*TASKS TO COMPLETE*.
1 – In the climate march article, why did the researchers set out to learn whether marches raise or lower people's negative impressions of marchers? Please answer in one to three sentences.
2 – Write what comes next in the climate march article, starting after its final paragraph.

*PASSAGE SHOWN*.
===============

On Friday, over 1 million people in over 100 countries participated in a massive #schoolstrikeforclimate action. Now a new study says that marches such as these can have profound optimistic repercussions on bystanders.

A team of researchers from Penn State found that “people tended to be more optimistic about people’s ability to work together to address climate change and have better impressions of people who participated in marches after the March for Science and the People’s Climate March in the spring of 2017.”

“Marches serve two functions: to encourage people to join a movement and to enact change,” said Janet Swim, professor of psychology at Penn State. “This study is consistent with the idea that people who participate in marches can gain public support, convince people that change can occur, and also normalize the participants themselves.”

Swim and her coauthors on the project, Nathaniel Geiger from Indiana University, and Michael Lengieza from Penn State, set out to study whether marches are effective at changing psychological predictors of joining movements.

Researchers asked survey participants about their impressions of marchers before and after the March for Science and the People’s Climate March, both of which took place in April 2017. They found that participants were less likely to view marchers as “arrogant or eccentric or otherwise outside of the norm,” after the marches.

“Activists are often seen negatively — that they’re arrogant or eccentric or otherwise outside of the norm,” Swim said. “There’s a fine line between marchers and other activists expressing themselves and raising awareness of their cause, while also not confirming negative stereotypes. So, one of our questions was whether marches increase or decrease people’s negative impressions of marchers.”

===============

*GIVEN DATA*.

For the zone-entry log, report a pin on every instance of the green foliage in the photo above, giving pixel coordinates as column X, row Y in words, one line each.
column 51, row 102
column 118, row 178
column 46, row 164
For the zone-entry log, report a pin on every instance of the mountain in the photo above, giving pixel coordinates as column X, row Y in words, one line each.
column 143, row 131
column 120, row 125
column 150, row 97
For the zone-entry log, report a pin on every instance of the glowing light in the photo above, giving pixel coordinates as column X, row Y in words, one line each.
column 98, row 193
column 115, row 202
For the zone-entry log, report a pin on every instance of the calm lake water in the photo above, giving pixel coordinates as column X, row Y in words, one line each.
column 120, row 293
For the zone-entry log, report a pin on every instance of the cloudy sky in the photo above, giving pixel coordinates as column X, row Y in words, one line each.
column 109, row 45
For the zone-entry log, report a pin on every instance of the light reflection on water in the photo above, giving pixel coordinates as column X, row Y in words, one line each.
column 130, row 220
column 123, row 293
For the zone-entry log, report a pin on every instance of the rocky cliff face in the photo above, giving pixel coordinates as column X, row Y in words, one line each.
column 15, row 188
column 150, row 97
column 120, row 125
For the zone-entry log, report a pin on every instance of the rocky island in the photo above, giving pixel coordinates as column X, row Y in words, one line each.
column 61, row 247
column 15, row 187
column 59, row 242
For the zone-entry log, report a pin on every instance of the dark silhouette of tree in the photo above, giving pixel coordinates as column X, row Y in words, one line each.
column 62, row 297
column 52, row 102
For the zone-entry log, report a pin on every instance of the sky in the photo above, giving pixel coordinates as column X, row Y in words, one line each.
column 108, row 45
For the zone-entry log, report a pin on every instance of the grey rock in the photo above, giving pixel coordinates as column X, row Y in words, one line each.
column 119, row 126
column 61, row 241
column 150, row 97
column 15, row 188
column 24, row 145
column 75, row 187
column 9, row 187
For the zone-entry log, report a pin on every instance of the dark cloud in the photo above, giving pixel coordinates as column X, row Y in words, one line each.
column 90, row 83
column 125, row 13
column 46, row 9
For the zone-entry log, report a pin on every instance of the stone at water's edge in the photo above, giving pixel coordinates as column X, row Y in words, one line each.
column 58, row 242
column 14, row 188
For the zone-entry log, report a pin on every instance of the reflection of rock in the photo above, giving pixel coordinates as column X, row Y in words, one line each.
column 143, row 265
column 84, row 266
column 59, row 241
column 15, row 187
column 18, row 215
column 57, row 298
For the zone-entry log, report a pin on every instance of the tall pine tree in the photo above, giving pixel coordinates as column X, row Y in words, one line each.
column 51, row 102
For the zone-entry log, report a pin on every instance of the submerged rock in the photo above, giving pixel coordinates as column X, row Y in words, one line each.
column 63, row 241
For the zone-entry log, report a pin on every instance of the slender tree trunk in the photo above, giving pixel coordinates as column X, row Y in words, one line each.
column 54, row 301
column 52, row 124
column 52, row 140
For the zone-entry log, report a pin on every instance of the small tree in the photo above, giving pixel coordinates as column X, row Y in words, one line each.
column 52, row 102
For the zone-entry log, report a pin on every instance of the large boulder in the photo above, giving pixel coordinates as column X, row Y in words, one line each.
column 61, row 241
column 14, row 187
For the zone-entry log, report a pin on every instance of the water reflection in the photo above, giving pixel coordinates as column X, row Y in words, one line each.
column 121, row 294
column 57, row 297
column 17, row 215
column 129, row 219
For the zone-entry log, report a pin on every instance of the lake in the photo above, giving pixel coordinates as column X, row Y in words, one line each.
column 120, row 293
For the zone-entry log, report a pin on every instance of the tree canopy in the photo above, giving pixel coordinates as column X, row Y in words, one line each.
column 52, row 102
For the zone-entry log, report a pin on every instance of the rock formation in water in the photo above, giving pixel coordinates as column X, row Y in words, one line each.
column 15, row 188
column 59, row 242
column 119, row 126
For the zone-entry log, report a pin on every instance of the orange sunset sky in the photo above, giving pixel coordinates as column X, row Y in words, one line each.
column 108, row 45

===============

*RESPONSES BY TASK*.
1 – Activists are often seen negatively, as arrogant, eccentric or otherwise outside the norm. Marchers must raise awareness of their cause without confirming those stereotypes, so the researchers asked whether marches increase or decrease negative impressions of the people who march.

2 –
The study consisted of researchers talking to 587 bystanders, people who did not participate in the marches but who were aware of them via media exposure. 302 participants completed a survey the day before the March for Science was held and 285 complete a survey a few days after the People’s Climate March.

Researchers were also interested in the effects of media coverage on participant’s reactions. The results showed the participants who regularly got their news from conservative media had more collective efficacy beliefs – the belief about people’s ability to work together to address climate change – after the marches. This could be due to the fact that many conservative news sources only talk about the march after the fact, so many might not be aware of it beforehand. On the other hand, participants that consumed media from liberal sources tended to have less negative impressions of marchers.

Swim says that in the future she would like to study how news and media sources contribute to people’s beliefs about climate change itself.

This is fantastic news for organizers who now know that their collective actions have a real impact, even on people that aren’t taking an active role in the fight against climate change.